Exercise details - Pull out every line of the data below that includes the word "water", and copy each one in full.

================================

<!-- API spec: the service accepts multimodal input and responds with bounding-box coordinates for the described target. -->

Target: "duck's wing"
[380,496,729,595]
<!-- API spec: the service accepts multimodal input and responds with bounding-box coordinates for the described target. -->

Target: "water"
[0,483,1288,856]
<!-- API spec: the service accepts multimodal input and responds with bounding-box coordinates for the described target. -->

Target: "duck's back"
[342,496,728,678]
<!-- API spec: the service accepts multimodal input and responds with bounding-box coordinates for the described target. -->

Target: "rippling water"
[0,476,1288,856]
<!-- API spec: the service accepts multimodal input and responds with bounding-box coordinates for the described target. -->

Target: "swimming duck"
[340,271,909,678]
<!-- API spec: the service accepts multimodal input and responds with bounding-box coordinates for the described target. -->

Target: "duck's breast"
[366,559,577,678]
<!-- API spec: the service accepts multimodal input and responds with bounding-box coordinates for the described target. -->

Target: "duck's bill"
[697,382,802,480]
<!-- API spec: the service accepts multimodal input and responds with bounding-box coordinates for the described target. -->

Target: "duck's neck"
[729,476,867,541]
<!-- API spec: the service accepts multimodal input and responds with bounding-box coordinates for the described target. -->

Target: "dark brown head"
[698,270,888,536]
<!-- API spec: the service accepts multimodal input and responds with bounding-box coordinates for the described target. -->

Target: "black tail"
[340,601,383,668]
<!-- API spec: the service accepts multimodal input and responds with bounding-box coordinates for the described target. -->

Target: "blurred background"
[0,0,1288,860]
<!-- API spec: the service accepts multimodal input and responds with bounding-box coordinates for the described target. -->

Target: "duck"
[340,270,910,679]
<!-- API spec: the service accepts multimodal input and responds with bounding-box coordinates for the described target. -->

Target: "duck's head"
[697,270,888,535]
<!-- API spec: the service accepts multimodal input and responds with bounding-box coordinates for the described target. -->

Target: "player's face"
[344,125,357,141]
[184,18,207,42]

================================

Result of this exercise -
Target: "water"
Target: "rippling water"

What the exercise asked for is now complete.